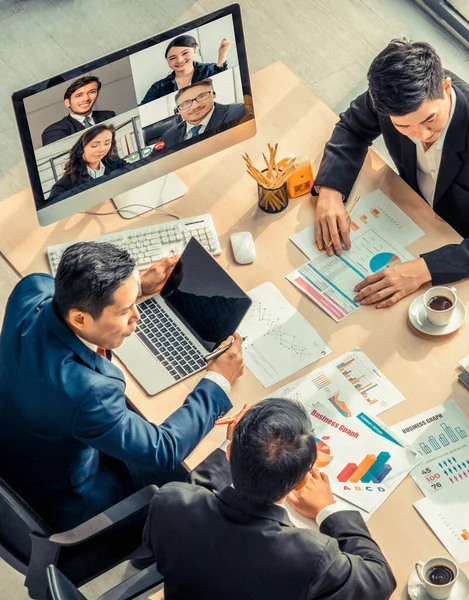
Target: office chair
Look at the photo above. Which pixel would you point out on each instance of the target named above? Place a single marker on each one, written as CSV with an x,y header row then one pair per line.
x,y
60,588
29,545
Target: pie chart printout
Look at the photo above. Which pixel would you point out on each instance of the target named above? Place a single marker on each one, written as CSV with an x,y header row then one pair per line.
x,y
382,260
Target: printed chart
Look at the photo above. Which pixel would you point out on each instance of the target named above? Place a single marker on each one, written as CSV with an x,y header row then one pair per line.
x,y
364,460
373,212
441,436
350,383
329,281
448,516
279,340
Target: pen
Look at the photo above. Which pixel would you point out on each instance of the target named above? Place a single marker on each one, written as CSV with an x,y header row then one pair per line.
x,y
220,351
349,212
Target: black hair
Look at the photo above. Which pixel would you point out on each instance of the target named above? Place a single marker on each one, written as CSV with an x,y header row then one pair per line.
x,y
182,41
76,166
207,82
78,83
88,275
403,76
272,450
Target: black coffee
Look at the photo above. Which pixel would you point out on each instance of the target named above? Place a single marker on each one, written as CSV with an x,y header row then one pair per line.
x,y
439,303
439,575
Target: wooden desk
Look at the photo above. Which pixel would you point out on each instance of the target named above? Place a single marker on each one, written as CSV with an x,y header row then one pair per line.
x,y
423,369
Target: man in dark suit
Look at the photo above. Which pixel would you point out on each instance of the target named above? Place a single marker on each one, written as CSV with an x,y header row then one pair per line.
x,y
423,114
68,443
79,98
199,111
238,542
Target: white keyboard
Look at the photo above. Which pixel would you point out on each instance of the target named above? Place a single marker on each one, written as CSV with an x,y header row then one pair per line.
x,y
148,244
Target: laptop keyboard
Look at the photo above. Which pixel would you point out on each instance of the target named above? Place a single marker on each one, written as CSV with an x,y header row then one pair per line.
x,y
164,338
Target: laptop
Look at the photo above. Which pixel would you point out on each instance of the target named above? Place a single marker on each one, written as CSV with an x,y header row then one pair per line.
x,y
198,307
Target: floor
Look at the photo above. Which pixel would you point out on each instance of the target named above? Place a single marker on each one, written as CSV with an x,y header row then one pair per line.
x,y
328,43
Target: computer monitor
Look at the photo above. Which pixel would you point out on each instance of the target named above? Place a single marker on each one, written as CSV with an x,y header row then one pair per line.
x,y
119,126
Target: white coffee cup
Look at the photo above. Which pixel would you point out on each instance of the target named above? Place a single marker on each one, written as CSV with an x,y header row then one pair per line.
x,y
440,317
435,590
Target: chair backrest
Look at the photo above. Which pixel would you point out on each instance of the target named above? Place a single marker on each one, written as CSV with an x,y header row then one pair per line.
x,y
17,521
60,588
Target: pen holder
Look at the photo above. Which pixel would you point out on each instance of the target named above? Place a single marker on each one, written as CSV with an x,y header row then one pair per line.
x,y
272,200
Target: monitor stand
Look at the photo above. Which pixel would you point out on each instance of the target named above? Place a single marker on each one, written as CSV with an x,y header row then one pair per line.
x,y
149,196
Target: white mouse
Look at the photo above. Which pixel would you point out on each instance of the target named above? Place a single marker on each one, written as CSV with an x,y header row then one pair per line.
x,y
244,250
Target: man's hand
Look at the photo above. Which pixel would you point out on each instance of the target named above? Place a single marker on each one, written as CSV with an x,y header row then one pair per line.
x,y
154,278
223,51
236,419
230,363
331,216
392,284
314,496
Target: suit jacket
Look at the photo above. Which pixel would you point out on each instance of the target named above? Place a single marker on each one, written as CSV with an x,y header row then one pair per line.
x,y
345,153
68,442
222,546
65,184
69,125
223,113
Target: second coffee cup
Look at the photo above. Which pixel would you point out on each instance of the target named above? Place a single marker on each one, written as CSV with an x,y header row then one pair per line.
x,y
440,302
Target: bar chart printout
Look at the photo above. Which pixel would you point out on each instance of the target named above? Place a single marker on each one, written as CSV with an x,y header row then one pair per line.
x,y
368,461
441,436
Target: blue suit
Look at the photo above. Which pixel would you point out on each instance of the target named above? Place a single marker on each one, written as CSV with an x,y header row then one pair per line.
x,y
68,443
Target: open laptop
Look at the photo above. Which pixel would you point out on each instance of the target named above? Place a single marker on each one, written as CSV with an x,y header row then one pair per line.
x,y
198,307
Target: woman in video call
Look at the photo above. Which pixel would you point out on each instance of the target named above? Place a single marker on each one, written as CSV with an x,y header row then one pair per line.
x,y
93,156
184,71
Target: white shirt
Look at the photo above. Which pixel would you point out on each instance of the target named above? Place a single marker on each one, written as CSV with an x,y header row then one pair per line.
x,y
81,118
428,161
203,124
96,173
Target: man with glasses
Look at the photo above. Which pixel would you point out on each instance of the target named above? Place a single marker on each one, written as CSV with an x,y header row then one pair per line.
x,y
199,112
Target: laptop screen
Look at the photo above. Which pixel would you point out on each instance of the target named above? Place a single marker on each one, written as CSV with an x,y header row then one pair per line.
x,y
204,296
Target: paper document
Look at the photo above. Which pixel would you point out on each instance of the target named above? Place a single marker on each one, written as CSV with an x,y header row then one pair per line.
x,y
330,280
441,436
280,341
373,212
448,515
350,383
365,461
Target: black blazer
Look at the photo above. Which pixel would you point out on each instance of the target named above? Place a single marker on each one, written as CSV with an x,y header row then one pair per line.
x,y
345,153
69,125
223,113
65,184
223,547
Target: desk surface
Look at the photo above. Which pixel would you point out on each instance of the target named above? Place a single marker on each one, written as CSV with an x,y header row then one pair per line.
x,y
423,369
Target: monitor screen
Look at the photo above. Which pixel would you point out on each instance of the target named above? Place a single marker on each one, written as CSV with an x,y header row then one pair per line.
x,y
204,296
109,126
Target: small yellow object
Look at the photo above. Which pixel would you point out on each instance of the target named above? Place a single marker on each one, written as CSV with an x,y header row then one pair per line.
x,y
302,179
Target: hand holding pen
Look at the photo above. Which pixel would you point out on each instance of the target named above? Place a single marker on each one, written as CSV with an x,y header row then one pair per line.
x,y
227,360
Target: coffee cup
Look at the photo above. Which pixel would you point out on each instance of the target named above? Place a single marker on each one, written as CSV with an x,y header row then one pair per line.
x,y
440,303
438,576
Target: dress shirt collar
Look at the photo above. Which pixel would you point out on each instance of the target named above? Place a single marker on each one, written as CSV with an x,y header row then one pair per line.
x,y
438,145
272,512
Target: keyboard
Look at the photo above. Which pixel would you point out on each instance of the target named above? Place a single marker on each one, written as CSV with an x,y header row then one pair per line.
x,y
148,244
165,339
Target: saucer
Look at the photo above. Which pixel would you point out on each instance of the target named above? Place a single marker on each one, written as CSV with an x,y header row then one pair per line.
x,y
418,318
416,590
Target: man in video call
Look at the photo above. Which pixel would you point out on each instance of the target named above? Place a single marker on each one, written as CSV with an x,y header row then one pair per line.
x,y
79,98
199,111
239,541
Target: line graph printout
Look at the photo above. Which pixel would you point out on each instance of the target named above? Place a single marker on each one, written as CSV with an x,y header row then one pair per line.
----------------------------------------
• [Your objective] Copy out all of the records above word for word, omitting the pictures.

• [Response below]
Target: office chair
Look at the photo above. Which pixel would you point out on each instance of the target named above? Place a single marker on each one, written as CSV with an x,y header row then one pair per line.
x,y
60,588
29,545
Target: pie chart printout
Look at the photo above. Which pixel would you point out on each instance of the target named above? Place a single marker on each one, written as CSV with an x,y header row then one pair per line.
x,y
382,260
Target: printed chart
Look at the photo above. Which pixel would you point out on each instance of the target named above? Place a single marker on each one, written as CSV with an x,y header row then one pair per line.
x,y
364,460
373,212
441,436
350,383
329,281
448,516
279,340
Target: pen
Look at the photo above. Which pixel would you point out on each instance of the target named above? Place a single marker on each one, written as CSV with an x,y header row then one pair per line.
x,y
220,351
349,212
Target: black hair
Look at the photo above. Which pixel would you point out on each instance of the target named above? Place a single marker on each one, written as CSV with an x,y header row then one pair per line.
x,y
182,41
76,166
207,82
78,83
88,275
403,76
272,450
Target: black coffee
Look at the photo above. Which pixel would you point out on each instance of the target named above? Place a single marker on each one, written as CSV with an x,y header row then one pair per line.
x,y
439,303
439,575
Target: wooden desk
Look at the photo above. Which pixel would you point out on each instance of the target named above? Place a single marker on each one, written as CSV with an x,y header row then one pair per line.
x,y
423,369
Target: man in dark suit
Look at the photo above. Which pixel would you point out on each instance of the target named above? Place a single marker on each one, written as CSV with an x,y header row then one pair per line.
x,y
423,114
68,443
79,98
199,111
238,542
Target: white keyboard
Look at the photo above. Which pixel would you point out on each instance of the target named above? Place a single marker on each one, written as CSV with an x,y header row then one pair per line.
x,y
148,244
Target: laptop keyboard
Look at the photo above. Which pixel would you point out on each instance of the target named above? Place a single marker on each one, written as CSV with an x,y header row then one pair per line.
x,y
164,338
Target: laptop
Look at the photo above. Which pixel would you point out on each instance of the target named above? Place a single marker on each one, written as CSV with an x,y header row then one pair per line.
x,y
198,307
Target: floor
Look at the photo above. Which pixel would you point out on each instance of the target named above? Place a single marker on each one, written as CSV with an x,y header row then one pair per line.
x,y
328,43
Target: computer monitor
Look at the photo above. Which pixel would you point out on each instance of the target named above? Place a single marker on each one, written as CSV with an x,y header row then one pair per line.
x,y
119,126
Target: white coffee cup
Look at the photo above. Which pixel would you point out on each instance of the target named above? Place a single marker on each one, written as CSV with an x,y header row then one pair per line.
x,y
440,317
435,590
Target: chair backrest
Look at the photo above. Which pixel would you point out on each instance of the target named above? Place a single marker on each one, written as CSV with an x,y header row then one pair per line.
x,y
17,521
60,588
Target: pen holder
Look at the photo above. Which pixel would you point out on each instance of the target named above? Place a single marker on each one, written as CSV with an x,y header row then one pair per line.
x,y
272,200
Target: monitor stand
Look at the photo above. Which pixel would you point out on each instance of the target named above? Place a single marker on each one, written as CSV with an x,y header row then one pair per line.
x,y
149,196
Target: white mouse
Look at the photo above. Which pixel would you point out on each instance of the target named above? Place a single marker on each one, written as CSV with an x,y header row then one pair per line.
x,y
244,250
Target: man's hand
Look at the photo above. Which pixel would you point out on each instance of the target named above? Place a single marker on each one, written as CSV with an x,y header row then one pair per line.
x,y
154,278
223,51
236,419
230,363
331,216
392,284
314,496
Target: suit jacket
Look at the photo above. Which pixel would you point out on each instance of the target named above? Place a single marker on each one, written as CSV with an x,y header row then one pair per line.
x,y
345,153
68,442
222,546
65,184
69,125
223,113
Target: second coffee cup
Look at the photo above. Which pixel would you point out on each instance of the target named above? Place a single marker on each one, written as CSV with an x,y header row then one pair per line.
x,y
440,302
Target: bar chart printout
Look at the photo above. Which pixel would you point out on each instance of the target named above? Place a single marker on each one, written as CSV with an x,y header row then one pair per line.
x,y
368,461
441,436
Target: blue suit
Look at the photo above. Which pixel would you point out on each instance of the target named above? Place a single marker on each one, written as CSV with an x,y header row then one pair per line.
x,y
68,443
Target: open laptop
Look at the photo above. Which pixel would you point out on each instance of the target named above? Place a single marker on each one, written as CSV with an x,y header row then one pair per line.
x,y
198,307
Target: woman in video call
Look at the photo above. Which pixel would you point out on each instance of the target named above? Place a single marker on each one, written as CSV with an x,y header row then one pair per line.
x,y
93,156
184,71
Target: white shirt
Look at the photo above. Which pixel would you point out on each instance of the target named above? Place a single marker on each one, written as CSV with an x,y header row then one pair per line.
x,y
81,118
428,161
203,124
96,173
Target: man with glasses
Look at the photo above. Which pixel would you point out on each instance of the target named above? Place a single marker on each one, written as CSV with an x,y header row then one pair per line.
x,y
199,112
Target: laptop screen
Look at the photo above. Which pixel would you point out on each instance of the target named above? Place a single marker on each one, written as CSV with an x,y header row then one pair per line.
x,y
204,296
Target: paper document
Look at the photo above. Which pixel would you point out on each instance of the target named above? Place a single marker on each one, written as CSV with an x,y header row then one pair per line.
x,y
330,280
441,436
280,341
373,212
448,515
350,383
365,461
Target: black blazer
Look at the photo above. Which pixel would you point out on each instance of the target named above? Place a single marker on each one, written as CSV with an x,y header row then one pair per line.
x,y
345,153
69,125
223,113
65,184
223,547
Target: desk surface
Look at the photo above. Which pixel would you point out on each instance of the target named above? Place a single marker on each one, written as CSV with an x,y header row then one pair per line.
x,y
423,369
Target: monitor screen
Look at the photo above. Which pixel would you point out on each instance of the target named above? Place a single marker on each one, written as CSV with an x,y header row then one pair per line.
x,y
204,296
109,126
Target: small yellow object
Look at the photo above. Which pixel would you point out on each instance of the target named above? Place a single marker on each one, written as CSV with an x,y header row then one pair per line.
x,y
302,179
Target: hand holding pen
Look at the photo above. Which pixel would you point out on each instance of the target named above? Place a single marker on each one, written as CSV with an x,y header row then one pair per line.
x,y
227,360
Target: coffee cup
Look at the photo above. Which pixel would you point out on each instance of the target named above? Place a single marker on each one, written as CSV with an x,y header row then one pair per line.
x,y
440,303
438,576
Target: dress shirt collar
Look at the photo above. Which pixel would you point out on each instance of the target named above? Place a single marker on each one, written as CSV with an x,y header row then one pair per line.
x,y
438,145
272,512
Target: keyboard
Look at the photo above. Which pixel would you point out on each instance of the target named above? Place a single marker on each one, written as CSV with an x,y header row then one pair per line.
x,y
148,244
165,339
Target: saucer
Look at the photo above. Which pixel would you point out on each instance of the target named above? Place a single marker on each one, written as CSV with an x,y header row then one pair per line.
x,y
418,318
416,590
Target: man in video call
Look at the photo above. Which pixel would you point out on each instance of the target named above? Place a single marker on each one, written as CSV with an x,y header row then one pair per line.
x,y
79,98
199,111
239,541
Target: line graph printout
Look at the photo above. Which pixel would you point out on each instance of the target named above? Place a single marker on each one, written as CSV with an x,y header row then one pair per line.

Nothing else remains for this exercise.